== Selected passage ==
I wrote this short piece a few years ago about my teaching experience in Paris. I might try and dig up some photos to share.
Lessons
from la banlieue.
By
Suzannah Rowley.
Lesson
1: “Hello! What’s your name?”
“Hello! My name is Suzannah. I am your English teacher
– Vous comprenez?” I peered out to the
sea of cheeky faces watching me intently.
They sat in crooked rows with two children crammed
to a bright blue desk. Books and papers littered the ground and bags were strewn
across the classroom floor. Posters sagged from the walls, revealing bare cream
panels dotted with blobs of blue tack.
The floorboards were chipped and scratched from children
dragging their rickety desks across the surface. I felt awkward standing above
the class on a skinny, wooden stage that screeched beneath my feet. A clock dangled above me ticking loudly and in
sync with the pounding in my head.
The class fell silent and I took a step closer.
“I come from Australia!” I pointed to the lumpy yellow
continent hovering by the edge of the map. It looked small and lonely floating
far away from the rest of the world. Their little eyes kept staring: I too
began to drift.
“Ah! Les kangourous!” cried a stocky little boy
breaking the silence.
“Yes!” I shrieked and whipped out a toy kangaroo.
The children giggled.
“My name is Skippy!” I grunted shaking the animal. I
began winding through a maze of tables and chairs; the kangaroo sniffed and
stared at the children wriggling in excitement.
“What!” I
bellowed, stopping in front of the boy. “Is YOUR
name?”
His dark eyes flashed and a huge smile crept over
his face. He grabbed the kangaroo and ran his fingers through its coat.
“Allo Skippeeeee,” he slurred. “My name is Ricardo.”
The class roared with laughter. Their young teacher grinned
and nodded a quick good-bye from the back of the room.
I stepped out of the classroom shaking. I could
barely hear the teacher trying to contain the chaos behind me. My supervisor
Christian didn’t know whether to smile or grimace. He walked straight to the
car and ushered me in.
My cheeks burned and my stomach knotted as we headed
further north of Paris. The year as a language assistant loomed before me: I
was the English teacher in all my
schools and I had no experience.

== Extracted records ==
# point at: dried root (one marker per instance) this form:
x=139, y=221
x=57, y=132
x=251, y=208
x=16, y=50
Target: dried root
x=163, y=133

== Problems ==
**a.** In the Paris teaching piece, swap "yellow" for "green" in the passage between "The class fell" and "began to drift.", inclusive, and write it out.
**b.** In the Paris teaching piece, what name does the boy who grabs the toy kangaroo give for himself?
Base your answers only on the Paris teaching piece.

== Solutions by task ==
**a.**
The class fell silent and I took a step closer.
“I come from Australia!” I pointed to the lumpy green
continent hovering by the edge of the map. It looked small and lonely floating
far away from the rest of the world. Their little eyes kept staring: I too
began to drift.

**b.** Ricardo